(Records listed in a dataset)
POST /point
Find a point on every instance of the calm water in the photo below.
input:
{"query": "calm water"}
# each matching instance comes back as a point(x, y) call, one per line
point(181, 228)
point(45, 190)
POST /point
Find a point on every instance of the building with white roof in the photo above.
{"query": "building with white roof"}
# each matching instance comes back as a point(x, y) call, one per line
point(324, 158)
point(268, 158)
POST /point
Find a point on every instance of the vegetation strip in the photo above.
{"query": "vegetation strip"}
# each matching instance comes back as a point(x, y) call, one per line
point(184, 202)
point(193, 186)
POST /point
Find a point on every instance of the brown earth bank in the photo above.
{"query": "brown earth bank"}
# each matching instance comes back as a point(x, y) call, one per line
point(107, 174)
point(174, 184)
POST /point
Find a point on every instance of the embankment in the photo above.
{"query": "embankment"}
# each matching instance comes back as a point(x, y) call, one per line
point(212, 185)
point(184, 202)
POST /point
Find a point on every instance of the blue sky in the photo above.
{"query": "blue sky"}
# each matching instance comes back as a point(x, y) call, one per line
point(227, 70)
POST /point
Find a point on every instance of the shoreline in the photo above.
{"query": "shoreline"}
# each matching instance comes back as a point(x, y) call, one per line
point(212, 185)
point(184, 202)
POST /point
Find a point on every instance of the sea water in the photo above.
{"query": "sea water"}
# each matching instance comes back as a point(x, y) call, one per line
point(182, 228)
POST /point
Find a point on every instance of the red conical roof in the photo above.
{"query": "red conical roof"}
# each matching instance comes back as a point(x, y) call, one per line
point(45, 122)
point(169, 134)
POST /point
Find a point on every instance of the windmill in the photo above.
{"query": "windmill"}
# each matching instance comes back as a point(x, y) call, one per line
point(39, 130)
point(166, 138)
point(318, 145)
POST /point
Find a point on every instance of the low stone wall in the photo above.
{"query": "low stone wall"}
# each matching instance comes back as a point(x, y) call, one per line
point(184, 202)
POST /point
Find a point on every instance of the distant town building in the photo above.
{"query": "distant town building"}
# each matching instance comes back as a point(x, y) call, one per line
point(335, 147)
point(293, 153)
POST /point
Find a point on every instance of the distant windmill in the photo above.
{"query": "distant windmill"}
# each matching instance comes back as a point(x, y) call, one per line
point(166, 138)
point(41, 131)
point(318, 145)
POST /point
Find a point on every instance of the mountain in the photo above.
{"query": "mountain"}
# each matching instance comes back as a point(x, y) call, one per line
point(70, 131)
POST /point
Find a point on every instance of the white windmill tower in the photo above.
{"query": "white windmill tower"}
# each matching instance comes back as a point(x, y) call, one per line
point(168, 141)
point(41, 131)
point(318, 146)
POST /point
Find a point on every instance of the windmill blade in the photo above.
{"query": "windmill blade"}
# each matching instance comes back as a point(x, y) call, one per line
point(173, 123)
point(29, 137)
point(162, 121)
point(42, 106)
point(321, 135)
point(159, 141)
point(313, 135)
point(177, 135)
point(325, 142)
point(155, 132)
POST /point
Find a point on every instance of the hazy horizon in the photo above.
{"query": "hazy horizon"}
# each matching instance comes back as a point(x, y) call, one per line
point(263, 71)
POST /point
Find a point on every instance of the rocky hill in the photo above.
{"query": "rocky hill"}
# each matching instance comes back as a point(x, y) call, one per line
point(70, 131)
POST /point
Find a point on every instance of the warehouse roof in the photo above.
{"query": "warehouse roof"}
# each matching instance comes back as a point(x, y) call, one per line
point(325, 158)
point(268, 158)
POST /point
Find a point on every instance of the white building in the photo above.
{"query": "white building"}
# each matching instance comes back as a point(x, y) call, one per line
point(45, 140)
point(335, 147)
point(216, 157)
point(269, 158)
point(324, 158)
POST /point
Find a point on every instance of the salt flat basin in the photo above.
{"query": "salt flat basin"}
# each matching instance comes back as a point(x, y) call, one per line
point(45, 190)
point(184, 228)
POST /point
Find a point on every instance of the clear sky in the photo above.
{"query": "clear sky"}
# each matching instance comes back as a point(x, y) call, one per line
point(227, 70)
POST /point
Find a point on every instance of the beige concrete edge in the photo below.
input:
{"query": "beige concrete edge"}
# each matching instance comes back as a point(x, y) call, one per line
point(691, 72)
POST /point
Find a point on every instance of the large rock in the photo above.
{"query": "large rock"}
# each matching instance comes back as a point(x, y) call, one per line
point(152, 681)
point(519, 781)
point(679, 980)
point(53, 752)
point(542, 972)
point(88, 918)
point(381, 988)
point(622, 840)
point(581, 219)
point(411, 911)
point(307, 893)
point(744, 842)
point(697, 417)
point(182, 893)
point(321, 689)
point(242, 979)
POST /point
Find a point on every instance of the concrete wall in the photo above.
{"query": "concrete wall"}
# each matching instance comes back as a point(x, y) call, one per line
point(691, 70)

Goal:
Copy all of the records above verbatim, from the first line through the last.

Output for this task:
POST /point
Find a point on every instance of the calm water in the photo below.
input:
{"query": "calm water"}
# each matching instance comes back as a point(x, y) call, one per line
point(181, 228)
point(45, 190)
POST /point
Find a point on every instance of the building with white roof in the photo above.
{"query": "building with white roof"}
# each matching instance comes back as a point(x, y) call, one per line
point(324, 158)
point(268, 158)
POST /point
Find a point on every instance of the vegetation strip in the photo above.
{"query": "vegetation strip"}
# each matching instance comes back as a point(x, y) call, one per line
point(184, 202)
point(193, 186)
POST /point
Find a point on every instance of the brown earth bank in the photo above.
{"query": "brown earth bank"}
# each matching instance comes back as a point(x, y) call, one per line
point(107, 174)
point(174, 184)
POST /point
Find a point on every instance of the embankment in the photo above.
{"query": "embankment"}
# each matching instance comes back as a point(x, y) call, one per line
point(212, 185)
point(184, 202)
POST /point
Find a point on every instance of the blue sky in the photo above.
{"query": "blue sky"}
# each matching instance comes back as a point(x, y) call, one per line
point(227, 70)
POST /point
Find a point on every instance of the shoreline in the photo above.
{"query": "shoreline"}
# each matching instance comes back as a point(x, y) call, one per line
point(212, 185)
point(184, 202)
POST /point
Find a point on every instance of the sea water in the photo above.
{"query": "sea water"}
# each matching instance comes back as a point(x, y) call, one per line
point(182, 228)
POST /point
Find a point on every instance of the red conical roof in the photo above.
{"query": "red conical roof"}
# each matching instance comes back as a point(x, y) call, one per line
point(45, 122)
point(169, 134)
POST /point
Find a point on every instance of the windmill in the photo above.
{"query": "windmill"}
# each matching instance comes back as a point(x, y) call, one per line
point(39, 130)
point(166, 138)
point(318, 145)
POST /point
Find a point on every instance of the low stone wall in the photo above.
{"query": "low stone wall"}
# each matching instance comes back as a point(x, y) call, one per line
point(184, 202)
POST /point
Find a point on every instance of the distant town building in the photo above.
{"query": "distant town building"}
# each matching instance comes back as a point(x, y) call, one per line
point(335, 147)
point(293, 153)
POST /point
Find a point on every instance of the distant windmill in the photo above.
{"query": "distant windmill"}
# each matching instance comes back as a point(x, y) call, one per line
point(166, 138)
point(41, 131)
point(318, 145)
POST /point
Find a point on every instance of the mountain in the photo above.
{"query": "mountain"}
# each matching instance comes back as a point(x, y) call, one per line
point(70, 131)
POST /point
Find a point on every instance of the white windmill tower in the photo above.
{"query": "white windmill tower"}
# each matching instance comes back as a point(x, y) call, one per line
point(168, 141)
point(41, 131)
point(318, 146)
POST /point
Find a point on every instance of the windmill blade in the photo above.
{"query": "windmill blade"}
# each matching instance comes back as a point(x, y) call, one per line
point(173, 123)
point(29, 137)
point(162, 121)
point(42, 106)
point(321, 135)
point(159, 141)
point(313, 135)
point(177, 135)
point(325, 142)
point(155, 132)
POST /point
Find a point on every instance of the hazy horizon in the photo above.
{"query": "hazy horizon"}
# each matching instance comes back as a point(x, y) call, one per line
point(263, 71)
POST /point
Find a point on every instance of the rocky hill in the photo above.
{"query": "rocky hill"}
# each matching instance comes back as a point(x, y) call, one per line
point(70, 131)
POST /point
Find a point on every instance of the warehouse roof in the photo above.
{"query": "warehouse roof"}
# each matching instance comes back as a point(x, y) call, one per line
point(325, 158)
point(268, 158)
POST /point
Find a point on every instance of the white building in the photo above.
{"query": "white building"}
# each matching instance comes back as a point(x, y) call, one per line
point(45, 140)
point(335, 147)
point(216, 157)
point(269, 158)
point(324, 158)
POST /point
Find a point on every instance of the salt flat basin in the photo above.
{"query": "salt flat basin"}
# each matching instance comes back as a point(x, y) call, one per line
point(45, 190)
point(184, 228)
POST /point
Find a point on every instance of the clear sky in the photo above.
{"query": "clear sky"}
# each matching instance comes back as a point(x, y) call, one per line
point(227, 70)
POST /point
Find a point on every instance of the beige concrete edge in the photo below.
input:
{"query": "beige concrete edge"}
# each matching instance comes back as a point(x, y) call, one per line
point(691, 72)
POST /point
Find a point on every instance of the large rock in the photo above.
{"query": "large rock"}
# each matching instance comes back as a point(x, y) call, one per line
point(152, 681)
point(519, 781)
point(679, 980)
point(53, 752)
point(542, 972)
point(88, 918)
point(381, 988)
point(622, 840)
point(581, 219)
point(411, 911)
point(307, 893)
point(744, 842)
point(697, 417)
point(182, 893)
point(321, 689)
point(242, 979)
POST /point
Find a point on every instance of the concrete wall in the photo above.
{"query": "concrete wall"}
# each matching instance comes back as a point(x, y) call, one per line
point(691, 70)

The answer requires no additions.